**TEXT BLOCK:**
--

Eucalyptus globulus (Tasmanian blue gum)
Eucalyptus globulus near Hobart, Tasmania (Photo: Stephen Hopper)
Eucalyptus globulus Labill.
Tasmanian blue gum, southern blue gum, blue gum
Tall, open forest on a wide range of soils.
Essential oil, medicinal, timber, paper pulp, herbal tea, honey, carbon sequestration, ornamental.
Eucalyptus oil can cause headaches and convulsions and can be fatal if ingested. It should be kept out of the reach of children. The oil can also cause contact dermatitis.
About this species
Tasmanian blue gum was first described in 1799 by Jacques de Labillardière, a French botanist who collected specimens at Recherche Bay on the south-east coast of Tasmania during the d’Entrecasteaux expedition in 1792. The specific epithet globulus is Latin for globe-like or spherical and refers to the shape of the fruit.

--

Records contained in a dataset:
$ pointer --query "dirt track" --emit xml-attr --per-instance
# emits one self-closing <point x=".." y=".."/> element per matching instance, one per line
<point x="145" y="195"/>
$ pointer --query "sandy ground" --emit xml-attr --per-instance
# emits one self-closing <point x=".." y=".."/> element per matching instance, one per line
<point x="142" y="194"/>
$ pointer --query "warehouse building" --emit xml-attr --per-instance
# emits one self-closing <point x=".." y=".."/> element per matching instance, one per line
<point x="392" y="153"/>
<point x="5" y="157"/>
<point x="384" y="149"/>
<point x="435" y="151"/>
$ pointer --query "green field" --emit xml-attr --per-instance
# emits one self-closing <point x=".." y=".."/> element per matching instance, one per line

--

**EXERCISE GOAL:**
Can you resume the text on Tasmanian blue gum, picking up right after its last sentence?

**RESULT FOR THIS TASK:**
Eucalyptus globulus forms tall, open forests, growing in monospecific stands or with other species of eucalypt. It can grow as a stunted shrub in extreme environments, such as on rock outcrops. It is adapted to temperate environments with winter rainfall and sufficient summer rainfall, and thrives in the cool zones of tropical mountains. It is widely planted across southern Australia and in many other parts of the world for paper pulp and timber production, and as an ornamental. In 1962 E. globulus was proclaimed the floral emblem of Tasmania.
The leaves of Eucalyptus globulus are the principal source of eucalyptus oil. The oil is antiseptic and is used medicinally as a decongestant for treating catarrh, bronchitis and influenza. It is also used in liniments for bruises, sprains and muscular pains, and to make herbal tea infusions.